WRITTEN EXERCISE = From the material below, keep only the lines that contain the string "mode". Case matters.

DATA ENTRIES =
####

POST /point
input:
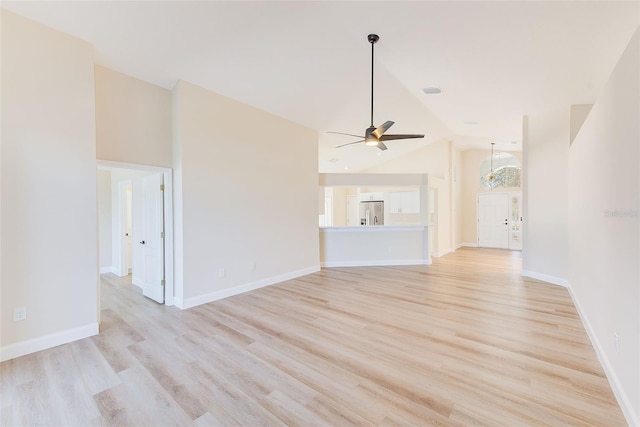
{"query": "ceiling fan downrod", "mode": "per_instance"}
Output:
(373, 39)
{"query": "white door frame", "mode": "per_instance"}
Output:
(497, 193)
(122, 213)
(168, 220)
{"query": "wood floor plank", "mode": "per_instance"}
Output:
(465, 341)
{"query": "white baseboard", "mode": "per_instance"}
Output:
(376, 263)
(633, 419)
(546, 278)
(225, 293)
(439, 254)
(467, 245)
(22, 348)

####

SOLUTION FOR THIS PROBLEM =
{"query": "ceiling fan downrod", "mode": "per_instance"}
{"query": "white door frame", "mode": "per_instance"}
{"query": "wood floor plank", "mode": "per_instance"}
{"query": "white baseboard", "mode": "per_instance"}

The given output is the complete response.